▼▼▼
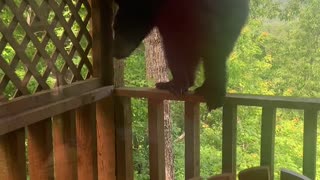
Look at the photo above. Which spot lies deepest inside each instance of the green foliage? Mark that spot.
(276, 54)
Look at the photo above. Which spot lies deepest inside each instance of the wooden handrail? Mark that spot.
(238, 99)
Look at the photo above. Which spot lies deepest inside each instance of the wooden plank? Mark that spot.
(45, 97)
(13, 155)
(86, 142)
(261, 173)
(102, 17)
(22, 119)
(106, 139)
(192, 140)
(290, 175)
(156, 139)
(64, 145)
(310, 143)
(152, 93)
(229, 138)
(268, 126)
(123, 138)
(225, 176)
(238, 99)
(40, 150)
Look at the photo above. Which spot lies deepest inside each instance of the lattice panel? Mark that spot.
▲▲▲
> [WHAT TO PRODUCE]
Reproduce every one of the records above word for word, omitting the pictures.

> [EXERCISE RESULT]
Look at the photo above. Which spot lies deepest inside each instance of the green foliage? Mark that spot.
(276, 54)
Look at the photo above. Which spot lies deepest inside each instance of the wooden handrail? Mark that spot.
(238, 99)
Look at the photo above. Which spot lies deepest inside each instance of the wooden plank? Mark that spot.
(45, 97)
(13, 155)
(86, 142)
(261, 173)
(102, 17)
(22, 119)
(106, 139)
(192, 140)
(290, 175)
(156, 139)
(64, 145)
(310, 143)
(152, 93)
(229, 138)
(268, 126)
(123, 138)
(225, 176)
(238, 99)
(40, 150)
Look at the photo above. Which spot lies deepest inside each instance of the lattice panel? Mark that spot.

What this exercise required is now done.